### Page text
◇ ◇ ◇ ◇ ◇

So you are checking if the day, month and year fields are either 1, 10 0r 11. If they are then it is a binary date, otherwise it is not a binary date. Maybe your getBinary() method should simply return a boolean value. You do not need a while loop there, rather an if statement would work:

public boolean getBinary(){
    if(month == 1 || month == 10 || month == 11){
        if(day == 1 || day == 10 || day = 11){
              if(year == 0 || year == 1 || year == 10 || year == 11){
                 return true;
              }

     }
     return false;
}

In addition your leap year calculation can be simplified if you start with the divisible by 400. e.g.

  if(year is divisible by 400)
      leap year
  else
      if year is divisible by 100 then
         not a leap year
      else
           if year is divisble by 4 then
              leap year
           else
              not a leap year

or it can all be made into a simple boolean expression like this

 if(year is divisible by 400 or (year is not divisble by 100 and divisible by 4))

◇ ◇ ◇ ◇ ◇

### Raw data
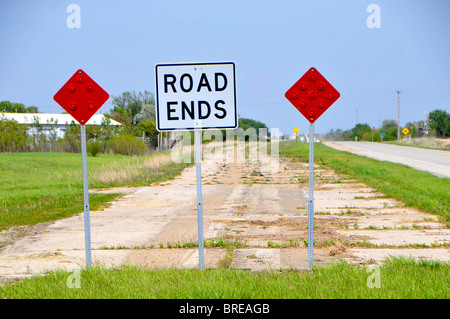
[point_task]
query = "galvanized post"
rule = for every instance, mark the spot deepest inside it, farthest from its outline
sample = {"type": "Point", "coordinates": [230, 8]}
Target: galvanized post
{"type": "Point", "coordinates": [311, 198]}
{"type": "Point", "coordinates": [87, 222]}
{"type": "Point", "coordinates": [198, 163]}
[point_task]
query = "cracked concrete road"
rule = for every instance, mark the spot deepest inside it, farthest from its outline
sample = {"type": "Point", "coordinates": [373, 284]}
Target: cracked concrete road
{"type": "Point", "coordinates": [261, 206]}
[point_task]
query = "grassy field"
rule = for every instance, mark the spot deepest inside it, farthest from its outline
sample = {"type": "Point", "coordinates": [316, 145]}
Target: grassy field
{"type": "Point", "coordinates": [39, 187]}
{"type": "Point", "coordinates": [52, 188]}
{"type": "Point", "coordinates": [418, 189]}
{"type": "Point", "coordinates": [397, 278]}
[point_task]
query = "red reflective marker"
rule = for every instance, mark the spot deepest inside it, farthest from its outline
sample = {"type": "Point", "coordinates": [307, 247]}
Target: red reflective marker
{"type": "Point", "coordinates": [312, 95]}
{"type": "Point", "coordinates": [81, 97]}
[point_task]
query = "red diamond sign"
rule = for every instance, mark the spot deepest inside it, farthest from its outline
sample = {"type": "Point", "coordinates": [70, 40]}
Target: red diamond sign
{"type": "Point", "coordinates": [81, 97]}
{"type": "Point", "coordinates": [312, 95]}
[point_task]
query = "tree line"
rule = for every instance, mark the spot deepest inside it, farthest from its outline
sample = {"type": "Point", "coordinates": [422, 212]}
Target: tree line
{"type": "Point", "coordinates": [437, 125]}
{"type": "Point", "coordinates": [137, 135]}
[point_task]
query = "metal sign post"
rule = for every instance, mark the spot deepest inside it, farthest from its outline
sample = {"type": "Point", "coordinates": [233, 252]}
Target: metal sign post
{"type": "Point", "coordinates": [311, 198]}
{"type": "Point", "coordinates": [81, 97]}
{"type": "Point", "coordinates": [87, 217]}
{"type": "Point", "coordinates": [311, 95]}
{"type": "Point", "coordinates": [198, 164]}
{"type": "Point", "coordinates": [196, 97]}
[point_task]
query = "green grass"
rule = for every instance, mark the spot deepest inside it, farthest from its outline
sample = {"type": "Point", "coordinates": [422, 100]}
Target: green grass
{"type": "Point", "coordinates": [418, 189]}
{"type": "Point", "coordinates": [398, 278]}
{"type": "Point", "coordinates": [40, 187]}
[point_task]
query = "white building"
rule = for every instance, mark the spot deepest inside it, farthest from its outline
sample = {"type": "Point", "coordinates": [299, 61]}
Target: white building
{"type": "Point", "coordinates": [56, 122]}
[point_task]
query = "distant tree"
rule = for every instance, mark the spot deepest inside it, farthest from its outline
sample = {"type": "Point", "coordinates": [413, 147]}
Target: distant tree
{"type": "Point", "coordinates": [10, 107]}
{"type": "Point", "coordinates": [390, 128]}
{"type": "Point", "coordinates": [245, 124]}
{"type": "Point", "coordinates": [148, 128]}
{"type": "Point", "coordinates": [440, 122]}
{"type": "Point", "coordinates": [128, 104]}
{"type": "Point", "coordinates": [13, 137]}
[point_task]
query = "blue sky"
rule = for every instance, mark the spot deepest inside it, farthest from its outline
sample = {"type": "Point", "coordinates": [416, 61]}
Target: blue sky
{"type": "Point", "coordinates": [273, 43]}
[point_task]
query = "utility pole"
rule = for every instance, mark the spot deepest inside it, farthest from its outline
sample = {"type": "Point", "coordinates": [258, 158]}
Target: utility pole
{"type": "Point", "coordinates": [398, 123]}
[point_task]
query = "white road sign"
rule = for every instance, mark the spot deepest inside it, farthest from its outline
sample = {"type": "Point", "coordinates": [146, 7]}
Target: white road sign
{"type": "Point", "coordinates": [192, 93]}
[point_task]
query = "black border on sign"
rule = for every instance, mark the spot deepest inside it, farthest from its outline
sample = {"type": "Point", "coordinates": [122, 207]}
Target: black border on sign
{"type": "Point", "coordinates": [192, 128]}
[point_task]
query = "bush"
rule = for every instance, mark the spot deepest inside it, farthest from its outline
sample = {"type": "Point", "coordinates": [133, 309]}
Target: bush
{"type": "Point", "coordinates": [126, 144]}
{"type": "Point", "coordinates": [13, 137]}
{"type": "Point", "coordinates": [94, 147]}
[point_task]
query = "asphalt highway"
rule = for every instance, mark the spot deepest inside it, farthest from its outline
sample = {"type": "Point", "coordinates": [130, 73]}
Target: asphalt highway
{"type": "Point", "coordinates": [436, 162]}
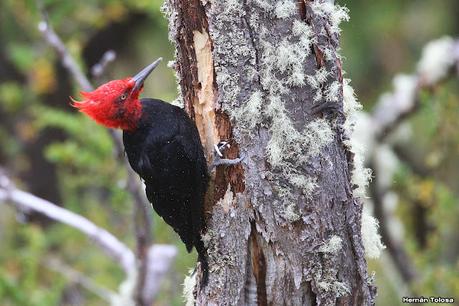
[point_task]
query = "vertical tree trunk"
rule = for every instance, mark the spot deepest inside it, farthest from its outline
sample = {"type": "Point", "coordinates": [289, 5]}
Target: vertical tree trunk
{"type": "Point", "coordinates": [284, 227]}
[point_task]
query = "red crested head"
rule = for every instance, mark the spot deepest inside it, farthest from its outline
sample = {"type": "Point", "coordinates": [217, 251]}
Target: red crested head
{"type": "Point", "coordinates": [116, 104]}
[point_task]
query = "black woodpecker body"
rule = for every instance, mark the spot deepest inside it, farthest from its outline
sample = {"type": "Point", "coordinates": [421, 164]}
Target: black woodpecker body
{"type": "Point", "coordinates": [166, 151]}
{"type": "Point", "coordinates": [163, 146]}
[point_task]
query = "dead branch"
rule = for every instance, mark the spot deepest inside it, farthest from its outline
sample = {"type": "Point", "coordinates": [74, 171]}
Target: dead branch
{"type": "Point", "coordinates": [101, 237]}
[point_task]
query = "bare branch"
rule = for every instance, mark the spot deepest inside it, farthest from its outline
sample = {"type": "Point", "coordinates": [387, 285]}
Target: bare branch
{"type": "Point", "coordinates": [75, 276]}
{"type": "Point", "coordinates": [143, 230]}
{"type": "Point", "coordinates": [440, 60]}
{"type": "Point", "coordinates": [105, 240]}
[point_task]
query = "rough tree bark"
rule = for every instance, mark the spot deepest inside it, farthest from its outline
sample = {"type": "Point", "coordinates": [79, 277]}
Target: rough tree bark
{"type": "Point", "coordinates": [283, 228]}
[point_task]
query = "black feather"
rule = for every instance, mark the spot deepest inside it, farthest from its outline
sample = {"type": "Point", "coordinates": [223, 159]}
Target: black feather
{"type": "Point", "coordinates": [166, 151]}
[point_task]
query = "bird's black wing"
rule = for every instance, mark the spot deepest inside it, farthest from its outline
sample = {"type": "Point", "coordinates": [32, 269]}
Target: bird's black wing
{"type": "Point", "coordinates": [167, 153]}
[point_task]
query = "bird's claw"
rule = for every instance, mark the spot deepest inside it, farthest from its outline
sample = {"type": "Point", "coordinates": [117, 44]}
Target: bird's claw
{"type": "Point", "coordinates": [219, 161]}
{"type": "Point", "coordinates": [221, 146]}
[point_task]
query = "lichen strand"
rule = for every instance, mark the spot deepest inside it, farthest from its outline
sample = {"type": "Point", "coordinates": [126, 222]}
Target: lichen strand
{"type": "Point", "coordinates": [271, 66]}
{"type": "Point", "coordinates": [360, 175]}
{"type": "Point", "coordinates": [227, 248]}
{"type": "Point", "coordinates": [195, 68]}
{"type": "Point", "coordinates": [205, 97]}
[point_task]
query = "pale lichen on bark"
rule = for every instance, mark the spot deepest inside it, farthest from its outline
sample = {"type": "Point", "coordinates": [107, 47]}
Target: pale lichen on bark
{"type": "Point", "coordinates": [272, 63]}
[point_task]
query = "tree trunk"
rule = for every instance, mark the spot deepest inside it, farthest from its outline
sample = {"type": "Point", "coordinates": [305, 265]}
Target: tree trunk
{"type": "Point", "coordinates": [283, 228]}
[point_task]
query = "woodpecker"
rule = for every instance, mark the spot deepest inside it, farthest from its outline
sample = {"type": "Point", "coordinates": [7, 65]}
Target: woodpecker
{"type": "Point", "coordinates": [163, 146]}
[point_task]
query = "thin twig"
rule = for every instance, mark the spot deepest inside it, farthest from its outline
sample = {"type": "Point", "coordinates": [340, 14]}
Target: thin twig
{"type": "Point", "coordinates": [77, 277]}
{"type": "Point", "coordinates": [101, 237]}
{"type": "Point", "coordinates": [143, 236]}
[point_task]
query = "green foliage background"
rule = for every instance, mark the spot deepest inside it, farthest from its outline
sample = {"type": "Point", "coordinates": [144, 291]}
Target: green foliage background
{"type": "Point", "coordinates": [57, 153]}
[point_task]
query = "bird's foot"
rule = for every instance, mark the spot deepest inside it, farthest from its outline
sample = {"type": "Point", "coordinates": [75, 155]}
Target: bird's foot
{"type": "Point", "coordinates": [218, 154]}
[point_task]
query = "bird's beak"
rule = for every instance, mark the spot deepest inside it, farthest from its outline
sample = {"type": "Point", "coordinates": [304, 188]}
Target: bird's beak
{"type": "Point", "coordinates": [140, 77]}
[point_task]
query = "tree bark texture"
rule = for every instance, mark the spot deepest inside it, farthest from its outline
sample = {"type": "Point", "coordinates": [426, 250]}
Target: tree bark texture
{"type": "Point", "coordinates": [283, 228]}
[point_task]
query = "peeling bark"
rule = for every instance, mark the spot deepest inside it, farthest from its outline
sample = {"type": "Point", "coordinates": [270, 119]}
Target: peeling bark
{"type": "Point", "coordinates": [284, 227]}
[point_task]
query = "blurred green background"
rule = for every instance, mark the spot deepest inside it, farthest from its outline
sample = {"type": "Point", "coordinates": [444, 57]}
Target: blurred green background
{"type": "Point", "coordinates": [56, 153]}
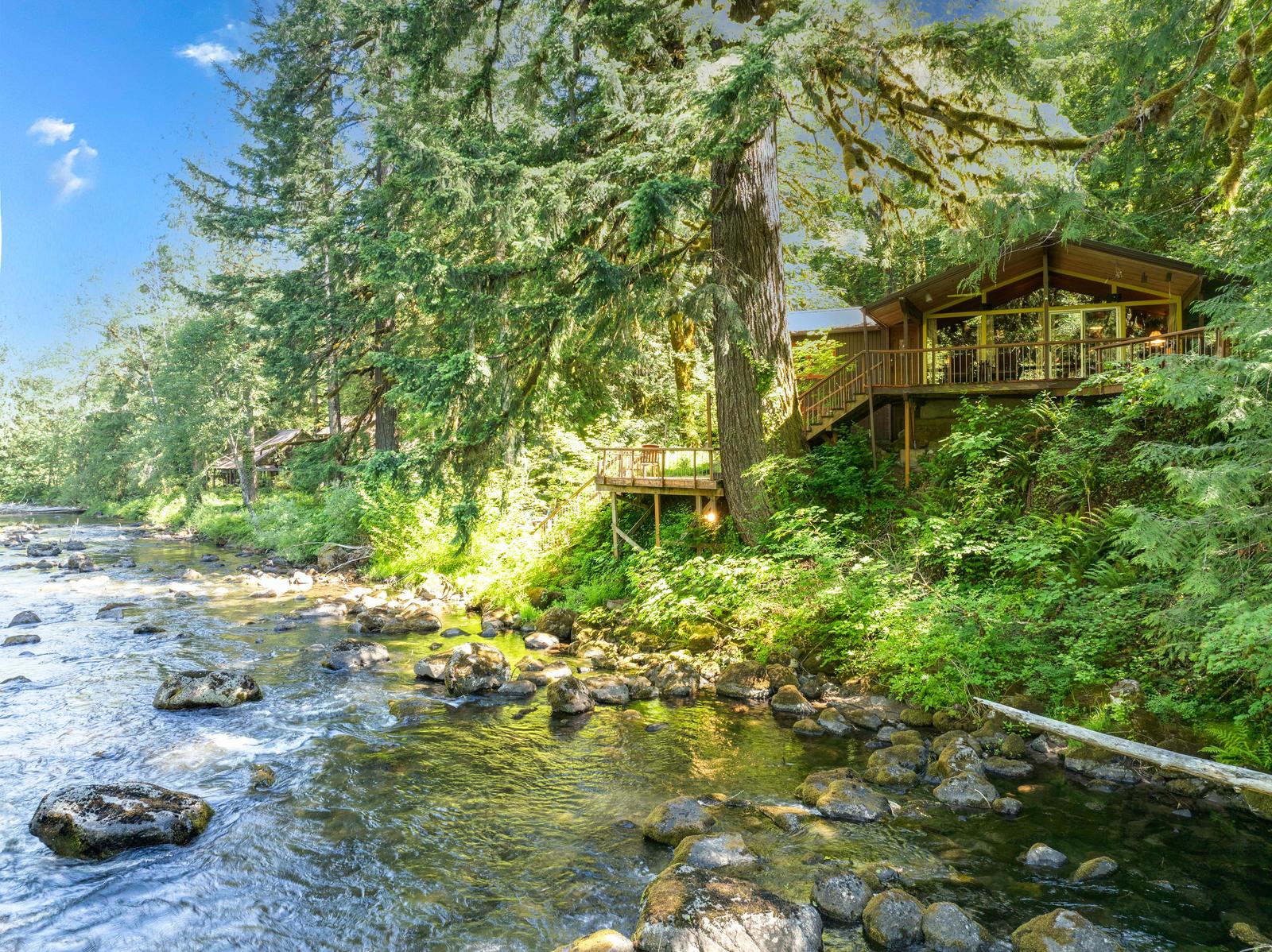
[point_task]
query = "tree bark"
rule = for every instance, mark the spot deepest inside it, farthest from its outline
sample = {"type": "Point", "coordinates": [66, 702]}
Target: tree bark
{"type": "Point", "coordinates": [754, 373]}
{"type": "Point", "coordinates": [680, 328]}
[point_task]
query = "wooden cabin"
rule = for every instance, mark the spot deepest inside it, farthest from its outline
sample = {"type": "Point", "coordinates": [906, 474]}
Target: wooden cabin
{"type": "Point", "coordinates": [1051, 315]}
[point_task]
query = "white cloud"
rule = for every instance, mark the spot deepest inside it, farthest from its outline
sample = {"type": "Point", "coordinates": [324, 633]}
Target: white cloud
{"type": "Point", "coordinates": [207, 53]}
{"type": "Point", "coordinates": [50, 131]}
{"type": "Point", "coordinates": [69, 174]}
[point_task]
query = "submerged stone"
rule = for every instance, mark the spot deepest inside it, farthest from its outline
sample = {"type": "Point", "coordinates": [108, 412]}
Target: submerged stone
{"type": "Point", "coordinates": [1096, 869]}
{"type": "Point", "coordinates": [569, 695]}
{"type": "Point", "coordinates": [95, 822]}
{"type": "Point", "coordinates": [894, 920]}
{"type": "Point", "coordinates": [843, 896]}
{"type": "Point", "coordinates": [475, 668]}
{"type": "Point", "coordinates": [190, 691]}
{"type": "Point", "coordinates": [1062, 931]}
{"type": "Point", "coordinates": [700, 911]}
{"type": "Point", "coordinates": [676, 818]}
{"type": "Point", "coordinates": [354, 655]}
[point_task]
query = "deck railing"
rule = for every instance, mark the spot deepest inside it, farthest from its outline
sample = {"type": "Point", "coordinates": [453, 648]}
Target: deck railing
{"type": "Point", "coordinates": [676, 466]}
{"type": "Point", "coordinates": [1022, 362]}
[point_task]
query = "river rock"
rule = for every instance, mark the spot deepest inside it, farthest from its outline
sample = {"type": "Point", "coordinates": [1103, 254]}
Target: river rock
{"type": "Point", "coordinates": [676, 818]}
{"type": "Point", "coordinates": [957, 758]}
{"type": "Point", "coordinates": [789, 701]}
{"type": "Point", "coordinates": [833, 722]}
{"type": "Point", "coordinates": [541, 640]}
{"type": "Point", "coordinates": [569, 695]}
{"type": "Point", "coordinates": [603, 941]}
{"type": "Point", "coordinates": [99, 820]}
{"type": "Point", "coordinates": [1100, 765]}
{"type": "Point", "coordinates": [712, 850]}
{"type": "Point", "coordinates": [1009, 768]}
{"type": "Point", "coordinates": [1062, 931]}
{"type": "Point", "coordinates": [608, 689]}
{"type": "Point", "coordinates": [701, 911]}
{"type": "Point", "coordinates": [852, 801]}
{"type": "Point", "coordinates": [475, 669]}
{"type": "Point", "coordinates": [1042, 854]}
{"type": "Point", "coordinates": [967, 791]}
{"type": "Point", "coordinates": [841, 896]}
{"type": "Point", "coordinates": [1096, 869]}
{"type": "Point", "coordinates": [640, 688]}
{"type": "Point", "coordinates": [353, 655]}
{"type": "Point", "coordinates": [808, 727]}
{"type": "Point", "coordinates": [747, 680]}
{"type": "Point", "coordinates": [894, 920]}
{"type": "Point", "coordinates": [947, 928]}
{"type": "Point", "coordinates": [676, 679]}
{"type": "Point", "coordinates": [190, 691]}
{"type": "Point", "coordinates": [559, 621]}
{"type": "Point", "coordinates": [432, 668]}
{"type": "Point", "coordinates": [518, 689]}
{"type": "Point", "coordinates": [817, 784]}
{"type": "Point", "coordinates": [1008, 806]}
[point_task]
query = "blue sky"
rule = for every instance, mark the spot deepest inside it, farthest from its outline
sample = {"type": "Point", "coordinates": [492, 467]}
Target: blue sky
{"type": "Point", "coordinates": [83, 206]}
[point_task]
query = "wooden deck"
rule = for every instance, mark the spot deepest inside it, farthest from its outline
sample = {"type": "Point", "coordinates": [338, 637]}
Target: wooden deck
{"type": "Point", "coordinates": [1024, 369]}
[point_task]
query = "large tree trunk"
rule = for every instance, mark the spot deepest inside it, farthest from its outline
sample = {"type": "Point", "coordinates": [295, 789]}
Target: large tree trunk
{"type": "Point", "coordinates": [754, 373]}
{"type": "Point", "coordinates": [680, 328]}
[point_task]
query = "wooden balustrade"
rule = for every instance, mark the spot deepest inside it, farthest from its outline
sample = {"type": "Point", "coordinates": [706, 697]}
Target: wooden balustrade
{"type": "Point", "coordinates": [659, 466]}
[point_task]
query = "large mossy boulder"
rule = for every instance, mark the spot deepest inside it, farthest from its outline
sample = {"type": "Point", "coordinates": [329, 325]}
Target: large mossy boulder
{"type": "Point", "coordinates": [559, 621]}
{"type": "Point", "coordinates": [712, 852]}
{"type": "Point", "coordinates": [569, 695]}
{"type": "Point", "coordinates": [894, 920]}
{"type": "Point", "coordinates": [676, 818]}
{"type": "Point", "coordinates": [190, 691]}
{"type": "Point", "coordinates": [354, 655]}
{"type": "Point", "coordinates": [1062, 931]}
{"type": "Point", "coordinates": [432, 668]}
{"type": "Point", "coordinates": [1100, 765]}
{"type": "Point", "coordinates": [967, 791]}
{"type": "Point", "coordinates": [95, 822]}
{"type": "Point", "coordinates": [746, 680]}
{"type": "Point", "coordinates": [843, 896]}
{"type": "Point", "coordinates": [948, 928]}
{"type": "Point", "coordinates": [475, 668]}
{"type": "Point", "coordinates": [852, 801]}
{"type": "Point", "coordinates": [676, 679]}
{"type": "Point", "coordinates": [701, 911]}
{"type": "Point", "coordinates": [789, 701]}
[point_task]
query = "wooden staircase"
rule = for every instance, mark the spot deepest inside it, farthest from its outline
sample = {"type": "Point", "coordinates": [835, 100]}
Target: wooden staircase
{"type": "Point", "coordinates": [843, 396]}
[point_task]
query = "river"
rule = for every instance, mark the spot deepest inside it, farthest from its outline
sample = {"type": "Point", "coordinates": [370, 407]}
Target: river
{"type": "Point", "coordinates": [480, 826]}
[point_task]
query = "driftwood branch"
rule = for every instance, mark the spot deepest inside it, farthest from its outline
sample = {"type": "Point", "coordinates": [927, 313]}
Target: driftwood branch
{"type": "Point", "coordinates": [1238, 777]}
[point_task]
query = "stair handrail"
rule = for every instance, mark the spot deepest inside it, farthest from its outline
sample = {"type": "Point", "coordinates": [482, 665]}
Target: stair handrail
{"type": "Point", "coordinates": [833, 384]}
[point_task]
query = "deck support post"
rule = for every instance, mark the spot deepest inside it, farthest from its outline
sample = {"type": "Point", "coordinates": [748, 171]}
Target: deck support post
{"type": "Point", "coordinates": [907, 415]}
{"type": "Point", "coordinates": [658, 520]}
{"type": "Point", "coordinates": [614, 520]}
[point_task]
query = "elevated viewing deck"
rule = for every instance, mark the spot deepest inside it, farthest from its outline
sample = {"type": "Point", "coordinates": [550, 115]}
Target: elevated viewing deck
{"type": "Point", "coordinates": [1019, 369]}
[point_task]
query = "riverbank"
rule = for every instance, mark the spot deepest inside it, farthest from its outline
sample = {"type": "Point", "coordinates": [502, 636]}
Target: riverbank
{"type": "Point", "coordinates": [421, 811]}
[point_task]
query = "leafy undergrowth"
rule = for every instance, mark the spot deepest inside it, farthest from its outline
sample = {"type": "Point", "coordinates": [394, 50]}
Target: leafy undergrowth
{"type": "Point", "coordinates": [1019, 566]}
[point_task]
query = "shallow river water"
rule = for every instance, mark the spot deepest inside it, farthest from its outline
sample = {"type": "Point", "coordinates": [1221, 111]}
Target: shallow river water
{"type": "Point", "coordinates": [481, 826]}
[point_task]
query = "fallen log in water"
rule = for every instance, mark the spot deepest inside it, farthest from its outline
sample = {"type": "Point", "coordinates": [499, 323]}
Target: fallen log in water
{"type": "Point", "coordinates": [1240, 778]}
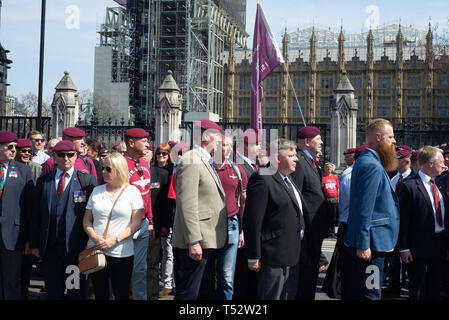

◇ ◇ ◇ ◇ ◇

### Written tasks
1. Retype everything in the binary-date reply from "if(year is divisible by 400)" down to "divisible by 4))".
2. In the binary-date reply, which divisibility check is suggested as the starting point to simplify the leap year calculation?

### Expected results
1.
if(year is divisible by 400)
      leap year
  else
      if year is divisible by 100 then
         not a leap year
      else
           if year is divisble by 4 then
              leap year
           else
              not a leap year

or it can all be made into a simple boolean expression like this

 if(year is divisible by 400 or (year is not divisble by 100 and divisible by 4))

2. Checking whether the year is divisible by 400.